YOUR TASKS:
A – Can you quote the article on Senator Byrd's legacy word for word, from "Twenty-nine of the" up to and including "have been silent."?
B – Could you print every one of the records that follow the article, line for line and unchanged, with the pictures left out?

-- Start of EXTRACT TO READ --

CHARLESTON, W.Va. — While monuments and building names said to be stained by racism are being erased across the country, one former Ku Klux Klan organizer remains virtually untouchable.
The late Sen. Robert C. Byrd, the West Virginia Democrat and Senate majority leader who organized a Klan chapter in 1941 and filibustered the Civil Rights Act of 1964, is celebrated in the state, his name gracing over three dozen public works projects, including two federal courthouses, a dam on the Ohio border, libraries, community centers, roads, bridges, schools, and several university buildings throughout the state.
Byrd’s still-hallowed legacy came into question this month when tiny Bethany College, in the state’s narrow Northern Panhandle between Ohio and Pennsylvania, removed Byrd’s name from its health center. In a statement, school President Tamara Rodenberg said, “The last few weeks, and well before the conversations and calls for change took hold, we recognized as a campus that the name of our Robert C. Byrd Health Center created divisiveness and pain for members of Bethany community, both past and present.”
Twenty-nine of the college’s 35 board officers are from outside West Virginia. The move came even though a petition effort on Change.org failed to achieve its goal of 1,000 signatures.
The state’s political leaders have not expressed similar concern, and Byrd’s tarnished past has failed to gain any traction as a 2020 election issue in West Virginia. Nothing has been proposed in the Republican-controlled legislature to rescind Byrd commemorations, and the 14 sitting Democratic state senators, all white, have been silent.
None of the latter responded to emails or calls from RealClearInvestigations about what should happen, if anything, to Byrd’s many tributes, notably a larger-than-life bronze statue in the state capitol whose design was backed, when he was a state senator, by West Virginia’s most prominent politician, Democratic U.S. Sen. Joe Manchin.
Also declining to comment was State Democratic Party chair Belinda Biafore, who in 2017 commemorated what would have been Byrd’s 100th birthday with a tribute on the party’s website, saying that “he represented fairness, strength and integrity.”

-- End of EXTRACT TO READ --
-- Start of INPUT MATERIAL --

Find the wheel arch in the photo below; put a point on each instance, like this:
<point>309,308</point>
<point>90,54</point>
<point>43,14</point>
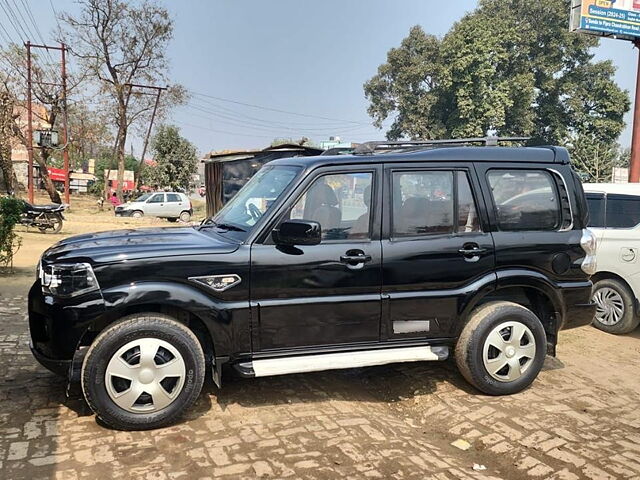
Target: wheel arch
<point>609,275</point>
<point>212,322</point>
<point>534,297</point>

-- End of INPUT MATERIAL --

PER-TASK OUTPUTS:
A –
Twenty-nine of the college’s 35 board officers are from outside West Virginia. The move came even though a petition effort on Change.org failed to achieve its goal of 1,000 signatures.
The state’s political leaders have not expressed similar concern, and Byrd’s tarnished past has failed to gain any traction as a 2020 election issue in West Virginia. Nothing has been proposed in the Republican-controlled legislature to rescind Byrd commemorations, and the 14 sitting Democratic state senators, all white, have been silent.

B –
Find the wheel arch in the photo below; put a point on each instance, like this:
<point>309,308</point>
<point>90,54</point>
<point>43,14</point>
Target: wheel arch
<point>609,275</point>
<point>212,322</point>
<point>534,297</point>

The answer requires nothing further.